▶ **Stated exercise**
Copy each of the rows below word for word, without changing anything.
___ Source material
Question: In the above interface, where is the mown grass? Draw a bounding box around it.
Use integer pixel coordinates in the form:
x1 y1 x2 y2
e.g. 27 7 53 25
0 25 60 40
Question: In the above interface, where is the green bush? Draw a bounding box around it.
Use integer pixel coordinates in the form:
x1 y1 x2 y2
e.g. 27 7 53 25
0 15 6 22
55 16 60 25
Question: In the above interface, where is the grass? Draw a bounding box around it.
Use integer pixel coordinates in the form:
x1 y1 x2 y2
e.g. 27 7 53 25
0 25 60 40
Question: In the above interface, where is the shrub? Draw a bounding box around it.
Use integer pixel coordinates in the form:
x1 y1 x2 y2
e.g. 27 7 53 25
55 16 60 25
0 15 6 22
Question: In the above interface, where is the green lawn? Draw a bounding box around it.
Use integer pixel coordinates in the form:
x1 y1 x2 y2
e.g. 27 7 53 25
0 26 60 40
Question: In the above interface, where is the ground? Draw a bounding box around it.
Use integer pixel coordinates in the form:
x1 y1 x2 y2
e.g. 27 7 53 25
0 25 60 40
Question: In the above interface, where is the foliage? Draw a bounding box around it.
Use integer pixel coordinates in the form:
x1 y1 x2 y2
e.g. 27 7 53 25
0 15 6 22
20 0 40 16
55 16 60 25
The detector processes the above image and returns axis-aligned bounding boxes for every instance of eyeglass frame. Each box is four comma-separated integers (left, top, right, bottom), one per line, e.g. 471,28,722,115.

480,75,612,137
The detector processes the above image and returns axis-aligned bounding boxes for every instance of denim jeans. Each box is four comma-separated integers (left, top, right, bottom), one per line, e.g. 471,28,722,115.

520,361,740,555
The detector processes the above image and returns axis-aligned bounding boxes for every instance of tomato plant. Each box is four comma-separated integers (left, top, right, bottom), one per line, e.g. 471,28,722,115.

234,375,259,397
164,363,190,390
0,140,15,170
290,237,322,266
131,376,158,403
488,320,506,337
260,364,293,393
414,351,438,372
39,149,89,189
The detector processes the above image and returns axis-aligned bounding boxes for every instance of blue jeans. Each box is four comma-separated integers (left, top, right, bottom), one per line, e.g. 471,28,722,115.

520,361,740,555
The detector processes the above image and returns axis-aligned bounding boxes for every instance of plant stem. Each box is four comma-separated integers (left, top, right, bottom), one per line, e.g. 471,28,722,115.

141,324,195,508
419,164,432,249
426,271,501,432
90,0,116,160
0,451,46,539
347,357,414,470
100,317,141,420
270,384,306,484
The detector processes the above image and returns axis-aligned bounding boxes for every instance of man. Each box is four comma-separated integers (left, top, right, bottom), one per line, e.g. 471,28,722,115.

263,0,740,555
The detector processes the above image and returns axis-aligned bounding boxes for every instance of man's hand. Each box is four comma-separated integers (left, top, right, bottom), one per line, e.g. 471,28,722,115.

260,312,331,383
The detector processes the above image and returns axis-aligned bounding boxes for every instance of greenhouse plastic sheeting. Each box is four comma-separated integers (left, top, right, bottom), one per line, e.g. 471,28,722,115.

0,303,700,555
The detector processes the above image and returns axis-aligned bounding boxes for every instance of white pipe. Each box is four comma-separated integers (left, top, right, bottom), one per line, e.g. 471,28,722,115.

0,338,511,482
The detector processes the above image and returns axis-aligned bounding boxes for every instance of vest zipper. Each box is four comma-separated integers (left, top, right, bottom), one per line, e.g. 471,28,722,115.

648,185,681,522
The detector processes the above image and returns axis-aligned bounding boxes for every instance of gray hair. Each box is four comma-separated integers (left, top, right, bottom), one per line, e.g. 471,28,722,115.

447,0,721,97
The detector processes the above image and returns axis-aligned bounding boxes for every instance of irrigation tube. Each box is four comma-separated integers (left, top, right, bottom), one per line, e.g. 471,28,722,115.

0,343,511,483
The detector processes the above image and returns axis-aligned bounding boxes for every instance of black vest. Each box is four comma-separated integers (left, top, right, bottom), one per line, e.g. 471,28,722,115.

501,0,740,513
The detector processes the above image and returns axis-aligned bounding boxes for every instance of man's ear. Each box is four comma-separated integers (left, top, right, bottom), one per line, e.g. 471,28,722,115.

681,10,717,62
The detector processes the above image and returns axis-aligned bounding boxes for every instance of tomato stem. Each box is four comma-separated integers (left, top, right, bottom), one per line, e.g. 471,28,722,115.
______
▶ **Written solution**
Question: In the above interface, where is the mown grass? Draw a bounding box around it.
Use integer pixel coordinates in the form:
x1 y1 x2 y2
e.g. 27 7 53 25
0 25 60 40
Question: In the above interface, where is the green bush? Draw a bounding box around it.
Use integer pixel coordinates in the form:
x1 y1 x2 y2
e.g. 27 7 53 25
0 15 6 22
55 16 60 25
Question: In the above interface, where is the grass? Draw a bounding box around it.
Use integer pixel coordinates in the form:
x1 y1 x2 y2
e.g. 27 7 53 25
0 25 60 40
Question: In the above interface, where is the shrub? Draw a bounding box around it.
Use integer pixel coordinates in the form:
x1 y1 x2 y2
e.g. 27 7 53 25
55 16 60 25
0 15 6 22
Question: In the above interface, where is the green lawn? Draw a bounding box around it.
Use integer pixel coordinates in the form:
x1 y1 x2 y2
e.g. 27 7 53 25
0 26 60 40
Question: In the above interface, where is the ground? Draw a bounding box around it.
Use integer pixel coordinates in the form:
x1 y1 x2 y2
e.g. 27 7 53 25
0 25 60 40
Question: In the above interface, where is the foliage? Draw a bounding box around it.
Use integer pixel coordinates in the form:
x1 y1 x2 y2
e.g. 27 7 53 25
0 15 6 22
20 0 40 16
55 16 60 25
The detector processes the above image and returns axis-aligned bounding boxes for every instance of eyeglass frame. Each box is four comma-separated integers (left, top, right, bottom), one per line, e.g. 471,28,722,115.

480,75,612,137
The detector processes the above image and returns axis-aligned bounding boxes for every instance of denim jeans. Each box is four comma-separated integers (left, top, right, bottom), one per line, e.g. 471,28,722,115.

520,361,740,555
The detector processes the above image and returns axis-aligned bounding boxes for every instance of tomato plant. Each box is four comma-separated integers (left, top, right, bottom), one per line, e.g. 471,28,722,115.

234,375,259,397
164,363,190,390
0,140,15,170
290,237,322,266
131,376,158,403
488,320,506,337
260,364,293,393
414,351,438,372
39,149,89,189
The detector processes the above image and returns axis-aligned bounding boxes for every instance of blue jeans. Each box is four comma-separated integers (left, top, right, bottom), one per line, e.g. 471,28,722,115.

520,361,740,555
The detector processes the above image and returns axis-aligned bounding boxes for every instance of plant stem. Each box is four comma-separated integers (left, top, right, bottom), one per line, e.g. 471,28,722,115.

141,324,195,508
419,164,432,249
426,271,501,432
90,0,116,160
0,451,46,539
347,357,414,470
100,317,141,420
270,384,306,484
The detector processes the above image and returns axis-aligned bounding boxes for every instance of man. Each box is four comma-separated integers (left, top, right, bottom), one per line, e.g. 471,28,722,115.

263,0,740,555
The detector processes the above image and returns axis-aligned bounding boxes for every instance of man's hand. Each box is four comma-separated integers (left, top, right, bottom), one per line, e.g. 471,28,722,115.

260,312,331,383
The detector processes the above image and returns axis-aligned bounding boxes for every instance of greenhouse plastic sheeting. Each box is four comma-separated integers (left, top, right, bottom), one per line, e.g. 471,28,722,115.

0,303,700,555
The detector processes the above image and returns axis-aligned bounding boxes for every instance of white pipe. Each box is four comma-separated integers (left, top, right, bottom), one per line, e.g. 471,28,722,115.

0,338,511,482
The detector processes the above image and returns axis-aligned bounding boxes for every instance of vest zipper. Each box is four comma-separated integers (left, top, right, bottom), one per line, e.g. 471,28,722,115.

648,185,681,522
The detector processes the above image and returns axis-aligned bounding boxes for every instance of gray hair. Each box is four comma-separated integers (left, top, right, bottom), one per line, e.g. 471,28,722,115.

447,0,721,97
The detector processes the above image and returns axis-aligned bounding boxes for every instance of irrigation tube. Each box is four comma-separated integers (left, top, right, bottom), one per line, e.g. 471,28,722,115.

0,343,511,483
The detector processes the above image and returns axis-aligned bounding boxes for every instance of black vest. Each box is four comma-separated integers (left, top, right, bottom), one per line, e.g. 471,28,722,115.

501,0,740,513
The detector processes the above image and returns axis-aligned bounding boxes for every instance of man's ear. Each box is four comma-separated integers (left, top, right, bottom), one per line, e.g. 471,28,722,115.

681,10,717,62
The detector processes the above image and returns axis-aligned bounding boxes for every instance of tomato stem. Each box is four comma-separated integers (left, top, right, bottom), one per line, e.g. 471,28,722,115.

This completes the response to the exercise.